THE EXERCISE => Copy the rows that follow, substituting "ship" for each occurrence of "boat" and leaving all other text unchanged. Omit the pictures from your copy.

● ● ● ●

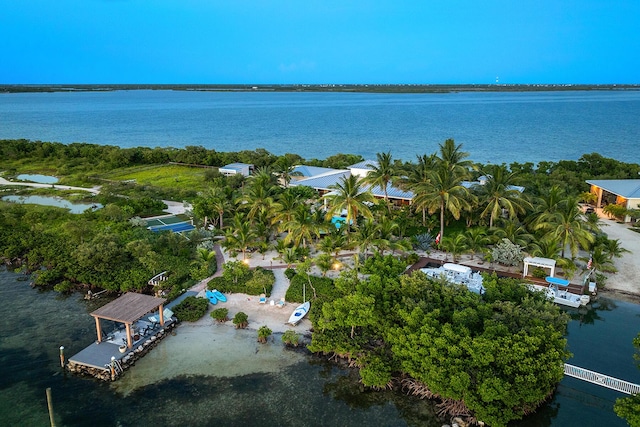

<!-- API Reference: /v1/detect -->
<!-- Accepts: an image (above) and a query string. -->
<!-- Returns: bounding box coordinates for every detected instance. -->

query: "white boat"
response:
[527,284,591,308]
[420,262,485,295]
[287,301,311,326]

● ● ● ●

SOLUTION =>
<!-- API Reference: /v1/detect -->
<!-- Accepts: an image (above) and a query string. -->
<!-- Returns: bounding box coordinates for every detected instance. -->

query: "white ship"
response:
[527,284,591,308]
[420,262,485,295]
[287,301,311,326]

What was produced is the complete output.